=== Provided passage ===

◇ ◇ ◇

Syrians flee besieged enclaves in largest single-day exodus
An estimated 42,000 civilians fled bombings Thursday from the Syrian military near Damascus and Turkish troops in the country's north.
Men, women and children walk along a dirt road to army lines in Eastern Ghouta on March 15.
It was the largest single-day exodus of civilians from fighting in Syria's civil war and a reminder of how the conflict that sparked the world's worst humanitarian catastrophe continues to hit new lows as it enters its eighth year.
A man carries a sleeping child in a suitcase in the village of Beit Sawa, eastern Ghouta.
People carry their belongings as they flee from Hamouria.
Starting Wednesday night, intense shelling and aerial strikes paved the way for a ground advance on Hamouria, a town in the region's isolated southern pocket. It also triggered a mass exodus, unexpected in scale.
Children hold on to a woman's coat as they walk through the regime-controlled corridor opened by government forces in Hawsh al-Ashaari, east of Hamouria.
Since mid-February, Syrian troops have targeted the capital's sprawling eastern Ghouta region with shells, airstrikes and, at times, even toxic gas, according to opposition medics. They are now in control of the majority of the enclave that had been in rebel hands since 2012.
A Syrian government policeman helps a child out of a building as civilians flee from the Eastern Ghouta enclave during an evacuation through the regime-controlled corridor in Hawsh al-Ashaari, east of the enclave town of Hamouria.
A child holds a Syrian flag as civilians pass through the regime-controlled corridor opened by government forces in Hawsh al-Ashaari, east of the enclave town of Hamouria.
A member of the Syrian government forces helps children drink from a water bottle during the evacuation.
At least 10,000 men, women and children emerged from Hamouria and nearby opposition towns, carrying their possessions.
Thursday's civilian exodus underscored the intractability of a conflict that has invited world powers to stake out their spheres of influence in the fragmented country.
To the north, tens of thousands fled the Turkish military offensive on the Syrian Kurdish-controlled enclave of Afrin. Turkey considers the Kurdish militia a threat to its national security.
People carry their belongings as they flee the rebel-held town of Hamouria.
People use a farm tractor to flee Afrin.
People sit in a truck with their belongings in the northeast of Afrin.
Civilians fleeing the Turkish military offensive in Afrin walk on a mountainous road in al-Ahlam. They were headed to Nubol, northwest of Aleppo.

◇ ◇ ◇

=== Dataset entries ===
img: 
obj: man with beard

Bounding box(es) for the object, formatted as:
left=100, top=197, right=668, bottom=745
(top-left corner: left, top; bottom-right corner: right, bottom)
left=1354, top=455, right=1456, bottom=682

◇ ◇ ◇

In the article about Syrians fleeing besieged enclaves, where were the civilians walking on the mountainous road in al-Ahlam headed?

To Nubol, northwest of Aleppo.